## [OBJECTIVE]
Return each line from the records below that contains the word "bread".

## [DATA LINES]

※

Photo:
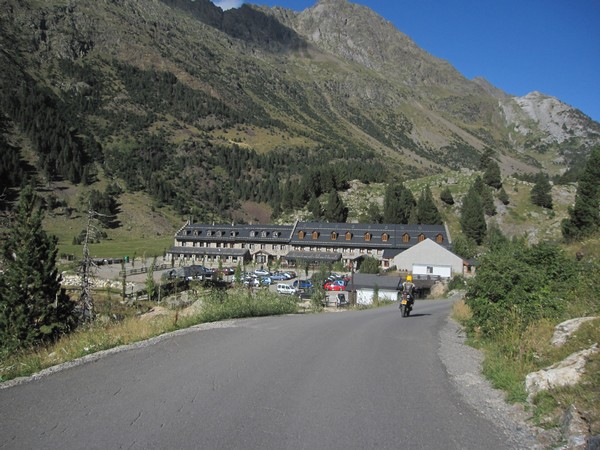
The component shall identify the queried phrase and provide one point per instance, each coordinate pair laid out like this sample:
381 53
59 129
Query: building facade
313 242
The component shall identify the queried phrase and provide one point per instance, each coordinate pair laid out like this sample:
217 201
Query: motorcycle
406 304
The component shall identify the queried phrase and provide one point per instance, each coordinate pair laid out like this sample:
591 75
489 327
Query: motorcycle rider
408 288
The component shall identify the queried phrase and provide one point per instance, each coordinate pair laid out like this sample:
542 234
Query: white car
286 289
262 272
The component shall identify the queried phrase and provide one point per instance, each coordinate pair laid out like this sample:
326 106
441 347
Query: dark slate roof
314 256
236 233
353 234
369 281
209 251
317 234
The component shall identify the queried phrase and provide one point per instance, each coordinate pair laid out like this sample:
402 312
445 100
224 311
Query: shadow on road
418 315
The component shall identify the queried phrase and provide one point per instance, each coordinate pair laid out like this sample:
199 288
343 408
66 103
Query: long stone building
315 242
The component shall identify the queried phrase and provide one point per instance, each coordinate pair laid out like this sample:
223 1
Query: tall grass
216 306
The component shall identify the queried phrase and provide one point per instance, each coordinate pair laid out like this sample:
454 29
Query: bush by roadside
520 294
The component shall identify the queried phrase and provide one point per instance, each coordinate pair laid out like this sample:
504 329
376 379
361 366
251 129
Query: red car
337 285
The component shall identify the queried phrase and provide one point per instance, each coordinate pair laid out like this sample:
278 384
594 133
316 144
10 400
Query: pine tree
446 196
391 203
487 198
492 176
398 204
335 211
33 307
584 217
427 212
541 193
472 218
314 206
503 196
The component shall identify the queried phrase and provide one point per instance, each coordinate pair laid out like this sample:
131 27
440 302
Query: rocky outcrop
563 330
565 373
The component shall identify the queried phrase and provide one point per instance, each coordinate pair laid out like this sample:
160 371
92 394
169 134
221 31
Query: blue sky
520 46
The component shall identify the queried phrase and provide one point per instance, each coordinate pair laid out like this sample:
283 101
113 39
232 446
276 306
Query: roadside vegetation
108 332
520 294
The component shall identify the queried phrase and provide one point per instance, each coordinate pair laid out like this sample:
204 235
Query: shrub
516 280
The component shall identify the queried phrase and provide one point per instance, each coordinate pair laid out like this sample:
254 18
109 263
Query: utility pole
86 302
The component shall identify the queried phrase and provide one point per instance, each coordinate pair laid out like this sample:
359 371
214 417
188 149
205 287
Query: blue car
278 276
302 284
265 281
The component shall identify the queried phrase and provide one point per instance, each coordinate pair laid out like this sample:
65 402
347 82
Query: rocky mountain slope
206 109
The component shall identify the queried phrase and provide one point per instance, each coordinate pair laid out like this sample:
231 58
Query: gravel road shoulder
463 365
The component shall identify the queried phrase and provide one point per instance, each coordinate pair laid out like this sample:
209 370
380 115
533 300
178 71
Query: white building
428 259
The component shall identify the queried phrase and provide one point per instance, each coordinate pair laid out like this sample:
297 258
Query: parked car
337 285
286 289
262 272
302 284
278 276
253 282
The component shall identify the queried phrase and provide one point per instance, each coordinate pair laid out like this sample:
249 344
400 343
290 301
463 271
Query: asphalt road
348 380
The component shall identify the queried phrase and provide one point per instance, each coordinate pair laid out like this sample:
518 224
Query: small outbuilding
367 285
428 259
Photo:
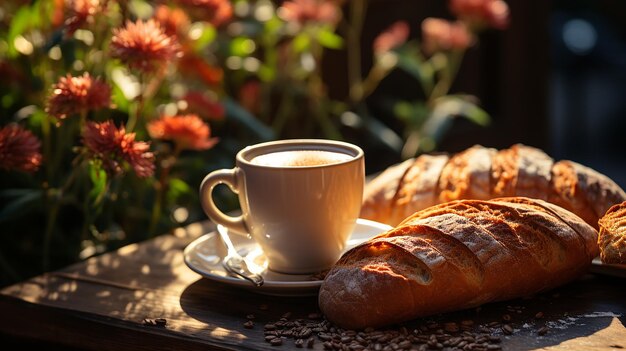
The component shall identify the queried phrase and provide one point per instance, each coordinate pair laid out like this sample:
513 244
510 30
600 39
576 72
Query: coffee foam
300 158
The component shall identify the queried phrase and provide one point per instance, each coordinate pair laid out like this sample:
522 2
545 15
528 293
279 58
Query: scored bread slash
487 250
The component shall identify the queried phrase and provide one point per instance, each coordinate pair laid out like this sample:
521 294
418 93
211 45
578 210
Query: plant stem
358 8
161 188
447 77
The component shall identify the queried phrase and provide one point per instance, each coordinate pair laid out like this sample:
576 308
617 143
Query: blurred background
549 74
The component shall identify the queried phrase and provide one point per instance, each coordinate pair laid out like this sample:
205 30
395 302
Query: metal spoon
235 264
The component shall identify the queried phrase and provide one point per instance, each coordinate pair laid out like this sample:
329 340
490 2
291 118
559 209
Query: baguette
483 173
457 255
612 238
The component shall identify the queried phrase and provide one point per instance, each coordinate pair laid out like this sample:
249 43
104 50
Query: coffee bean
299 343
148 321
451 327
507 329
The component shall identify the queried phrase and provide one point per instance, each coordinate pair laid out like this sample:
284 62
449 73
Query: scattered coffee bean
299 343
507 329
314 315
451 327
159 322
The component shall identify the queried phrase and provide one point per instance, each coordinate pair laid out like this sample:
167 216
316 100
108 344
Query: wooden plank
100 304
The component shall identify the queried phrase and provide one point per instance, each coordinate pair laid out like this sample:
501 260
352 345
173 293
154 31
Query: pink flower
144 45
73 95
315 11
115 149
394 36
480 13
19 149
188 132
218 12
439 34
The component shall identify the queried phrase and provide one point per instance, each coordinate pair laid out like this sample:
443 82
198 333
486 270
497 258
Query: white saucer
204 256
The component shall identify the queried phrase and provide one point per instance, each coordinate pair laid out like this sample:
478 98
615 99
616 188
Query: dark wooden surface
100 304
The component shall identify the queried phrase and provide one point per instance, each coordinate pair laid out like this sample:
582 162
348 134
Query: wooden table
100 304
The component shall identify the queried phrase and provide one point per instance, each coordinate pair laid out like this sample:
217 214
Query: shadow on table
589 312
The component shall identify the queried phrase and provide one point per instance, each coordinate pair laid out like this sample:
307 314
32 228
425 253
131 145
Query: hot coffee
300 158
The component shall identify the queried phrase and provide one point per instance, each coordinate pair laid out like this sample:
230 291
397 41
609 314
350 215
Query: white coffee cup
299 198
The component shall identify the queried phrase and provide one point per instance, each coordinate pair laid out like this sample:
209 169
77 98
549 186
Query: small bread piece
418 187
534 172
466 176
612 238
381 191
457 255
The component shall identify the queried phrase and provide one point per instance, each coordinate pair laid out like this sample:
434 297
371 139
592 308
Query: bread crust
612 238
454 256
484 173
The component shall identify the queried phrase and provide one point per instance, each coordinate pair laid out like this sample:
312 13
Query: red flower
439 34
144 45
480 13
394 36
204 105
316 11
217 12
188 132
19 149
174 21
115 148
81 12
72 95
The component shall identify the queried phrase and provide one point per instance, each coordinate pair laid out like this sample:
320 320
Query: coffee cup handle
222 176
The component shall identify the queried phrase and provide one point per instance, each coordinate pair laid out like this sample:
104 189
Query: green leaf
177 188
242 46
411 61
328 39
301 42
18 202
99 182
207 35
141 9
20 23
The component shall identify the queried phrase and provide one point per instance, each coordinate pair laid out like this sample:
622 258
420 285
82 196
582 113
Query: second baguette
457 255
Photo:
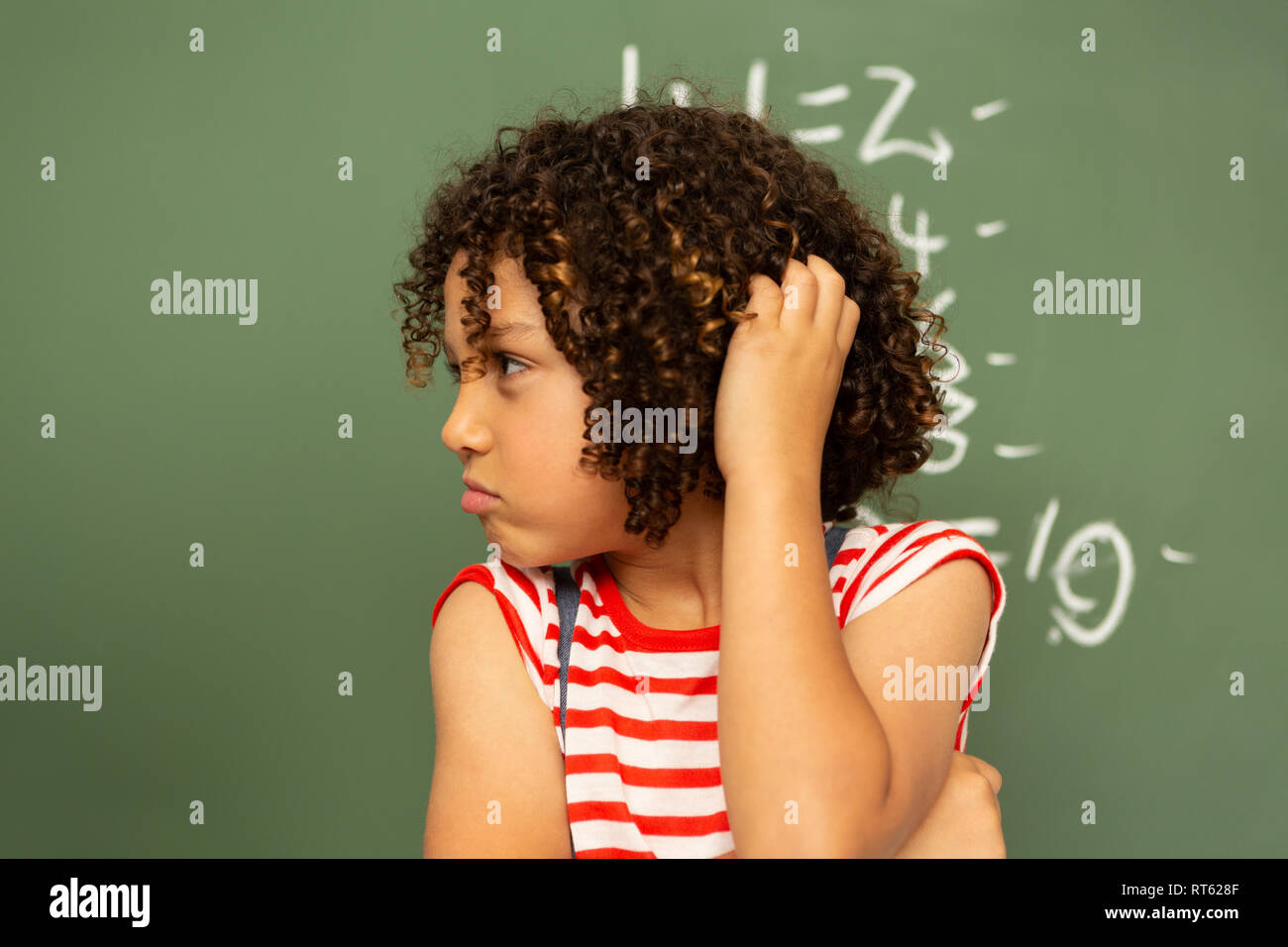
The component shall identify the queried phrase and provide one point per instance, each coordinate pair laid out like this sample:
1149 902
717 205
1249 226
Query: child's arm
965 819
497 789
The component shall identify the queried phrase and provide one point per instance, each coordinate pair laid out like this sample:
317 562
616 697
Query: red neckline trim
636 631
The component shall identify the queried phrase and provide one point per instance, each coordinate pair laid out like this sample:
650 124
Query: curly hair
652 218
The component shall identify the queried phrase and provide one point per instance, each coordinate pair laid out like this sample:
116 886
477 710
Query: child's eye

※

## [PROBLEM SOLUTION]
Query: scored bread slash
Query: small bread piece
Query: bread crust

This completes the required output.